▶ **Task statement**: Would you return every entry below without a single difference?

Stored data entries
—————

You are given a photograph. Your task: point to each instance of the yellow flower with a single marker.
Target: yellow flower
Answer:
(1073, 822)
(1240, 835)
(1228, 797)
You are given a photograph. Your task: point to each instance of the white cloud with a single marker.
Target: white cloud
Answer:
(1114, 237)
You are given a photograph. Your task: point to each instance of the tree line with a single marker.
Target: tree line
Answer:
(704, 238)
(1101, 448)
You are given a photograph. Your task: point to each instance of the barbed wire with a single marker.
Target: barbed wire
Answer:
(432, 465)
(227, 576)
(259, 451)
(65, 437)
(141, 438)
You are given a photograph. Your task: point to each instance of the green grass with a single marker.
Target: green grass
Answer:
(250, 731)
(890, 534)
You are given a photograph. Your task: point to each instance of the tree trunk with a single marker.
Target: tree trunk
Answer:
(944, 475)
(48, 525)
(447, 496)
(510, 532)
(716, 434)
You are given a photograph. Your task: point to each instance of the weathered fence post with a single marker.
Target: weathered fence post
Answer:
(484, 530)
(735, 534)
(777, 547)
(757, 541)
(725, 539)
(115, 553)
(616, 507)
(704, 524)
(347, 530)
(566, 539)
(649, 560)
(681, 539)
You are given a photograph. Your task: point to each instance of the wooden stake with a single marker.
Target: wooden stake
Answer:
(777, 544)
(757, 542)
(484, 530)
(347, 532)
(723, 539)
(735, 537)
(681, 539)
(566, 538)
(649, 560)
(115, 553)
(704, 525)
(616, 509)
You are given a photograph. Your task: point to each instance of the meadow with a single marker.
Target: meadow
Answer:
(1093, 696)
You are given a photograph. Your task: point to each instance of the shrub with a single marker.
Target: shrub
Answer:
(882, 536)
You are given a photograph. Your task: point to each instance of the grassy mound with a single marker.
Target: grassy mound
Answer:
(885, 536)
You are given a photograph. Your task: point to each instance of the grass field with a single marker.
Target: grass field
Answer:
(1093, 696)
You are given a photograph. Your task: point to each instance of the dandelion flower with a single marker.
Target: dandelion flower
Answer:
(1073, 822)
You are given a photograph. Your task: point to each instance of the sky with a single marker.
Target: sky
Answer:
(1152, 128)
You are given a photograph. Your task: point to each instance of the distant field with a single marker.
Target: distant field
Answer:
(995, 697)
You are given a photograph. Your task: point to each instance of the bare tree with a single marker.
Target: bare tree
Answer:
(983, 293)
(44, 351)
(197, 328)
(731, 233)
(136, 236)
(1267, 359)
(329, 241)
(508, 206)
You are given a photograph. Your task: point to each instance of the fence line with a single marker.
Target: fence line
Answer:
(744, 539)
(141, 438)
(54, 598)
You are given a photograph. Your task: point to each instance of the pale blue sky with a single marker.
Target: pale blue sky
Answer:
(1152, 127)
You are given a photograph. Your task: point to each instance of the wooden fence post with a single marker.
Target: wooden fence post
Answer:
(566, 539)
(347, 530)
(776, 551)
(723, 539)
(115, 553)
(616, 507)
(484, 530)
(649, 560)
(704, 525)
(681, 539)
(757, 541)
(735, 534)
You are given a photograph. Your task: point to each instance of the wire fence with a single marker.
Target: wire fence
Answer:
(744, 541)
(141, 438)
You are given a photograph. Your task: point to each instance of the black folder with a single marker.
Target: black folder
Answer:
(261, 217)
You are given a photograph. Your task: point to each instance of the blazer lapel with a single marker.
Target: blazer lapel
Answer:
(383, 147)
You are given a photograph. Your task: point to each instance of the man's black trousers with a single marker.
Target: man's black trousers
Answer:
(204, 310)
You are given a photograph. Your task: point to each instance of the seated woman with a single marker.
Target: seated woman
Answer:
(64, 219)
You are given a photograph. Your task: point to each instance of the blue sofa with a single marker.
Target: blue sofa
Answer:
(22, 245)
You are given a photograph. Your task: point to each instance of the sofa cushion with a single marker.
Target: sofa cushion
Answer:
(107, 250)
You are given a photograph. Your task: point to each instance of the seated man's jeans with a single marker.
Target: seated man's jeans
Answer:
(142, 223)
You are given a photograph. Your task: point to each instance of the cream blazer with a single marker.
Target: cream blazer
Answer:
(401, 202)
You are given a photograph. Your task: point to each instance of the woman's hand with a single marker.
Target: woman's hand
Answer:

—————

▶ **Response area**:
You are given a photograph. Your task: point to each instance of the yellow flower with a single marker.
Target: yellow flower
Answer:
(1073, 822)
(1240, 835)
(1228, 797)
You are given a photograph. Your task: point to each instance of the white cloud with a single marker.
Target: white cloud
Answer:
(1114, 237)
You are given a photograph. Your task: point to each instance of the tree line with a single marker.
Target: tree line
Answer:
(704, 238)
(1101, 448)
You are given a photograph. Your task: point to each instance of the barbed wire with a single marker.
Target: barbed wire
Answer:
(432, 465)
(227, 576)
(259, 451)
(65, 437)
(141, 438)
You are given a photograph. Your task: point to each instance of the green grass with a single marker.
Target: green grass
Answer:
(250, 731)
(890, 534)
You are given a photograph. Your task: point to each instance of the tree trunk with a single marker.
Target: tree trunk
Answer:
(944, 475)
(48, 525)
(447, 496)
(510, 532)
(716, 434)
You are given a photograph. Your task: point to each instance of the weathered fence post with a single marker.
Target: weathered fence post
Answer:
(484, 530)
(735, 534)
(777, 547)
(757, 541)
(725, 539)
(115, 553)
(616, 507)
(704, 524)
(347, 530)
(566, 539)
(649, 560)
(681, 539)
You are given a photograph. Your task: point to each instance of the wooden stake with a single marker.
Target: wooden stake
Answer:
(777, 544)
(757, 542)
(484, 530)
(347, 532)
(723, 539)
(735, 537)
(681, 539)
(566, 538)
(649, 560)
(115, 553)
(704, 525)
(616, 509)
You are given a photograph. Your task: point to each instance of the meadow with a single marker.
Target: meadow
Answer:
(1093, 696)
You are given a photograph. Your task: point to each instance of the shrub with a single marker.
Target: shrub
Answer:
(882, 536)
You are given a photograph. Your task: point to each instance of the grassy mound with a single marker.
Target: grassy mound
Answer:
(885, 536)
You are given a photograph. Your task: point to each instance of the grass field with a single marker.
Target: grass field
Answer:
(1093, 696)
You are given a photograph. Your task: point to each instance of the dandelion flower with a single marker.
Target: dandelion flower
Answer:
(1073, 822)
You are given a photograph. Your task: point to each instance of the sky with a single marker.
Target: sky
Answer:
(1152, 128)
You are given a photograph. Your task: point to each instance of the distant field with a single marker.
Target: distant field
Answer:
(995, 697)
You are given a photograph. Your task: point to each instance of the bare tree with a single marker.
Target: bare tree
Answer:
(983, 293)
(44, 351)
(197, 328)
(731, 233)
(136, 236)
(1267, 359)
(329, 241)
(508, 206)
You are given a photograph. Your task: point to each instance of the fence line with a single marker.
Target: fence line
Answer:
(744, 539)
(141, 438)
(54, 598)
You are given a photograph. Your task: point to each instance of the pale blue sky with a single marker.
Target: pale blue sky
Answer:
(1152, 127)
You are given a photograph. Your task: point to each instance of the wooden fence post with a single marker.
Target: wooden fence post
Answer:
(566, 539)
(347, 530)
(776, 551)
(723, 539)
(115, 553)
(616, 507)
(484, 530)
(649, 560)
(704, 525)
(681, 539)
(757, 541)
(735, 534)
You are given a photograph. Your task: point to each instance of the wire fence with a single marker.
Target: wire fence
Answer:
(744, 541)
(141, 438)
You are given a photograph. Your task: point to each instance of the black folder with a single marker.
Target: black folder
Answer:
(261, 217)
You are given a photograph. Your task: point to each instance of the blazer lapel with a single marker.
Target: blazer lapel
Answer:
(383, 147)
You are given a photograph. Your task: point to each instance of the man's black trousers with a single marker.
Target: man's black trousers
Answer:
(204, 310)
You are given a photograph. Your task: point to each instance of the seated woman with a single marker.
Target: seated woman
Answer:
(64, 219)
You are given a photograph. Your task: point to each instance of the blue sofa with a single marker.
Target: blue sofa
Answer:
(22, 245)
You are given a photograph. Your task: point to each instance of the sofa cushion with a single marker.
Target: sofa cushion
Answer:
(107, 250)
You are given a photograph. Your task: point to each instance of the seated man's jeans with a single marker.
Target: seated man's jeans
Answer:
(142, 223)
You are given a photograph. Your task: point to each instance of the cream blazer with a single marker.
Target: cream blazer
Answer:
(401, 202)
You are given a photograph. Your task: point to each instance of the woman's hand with a single marker.
Target: woman's hand
Answer:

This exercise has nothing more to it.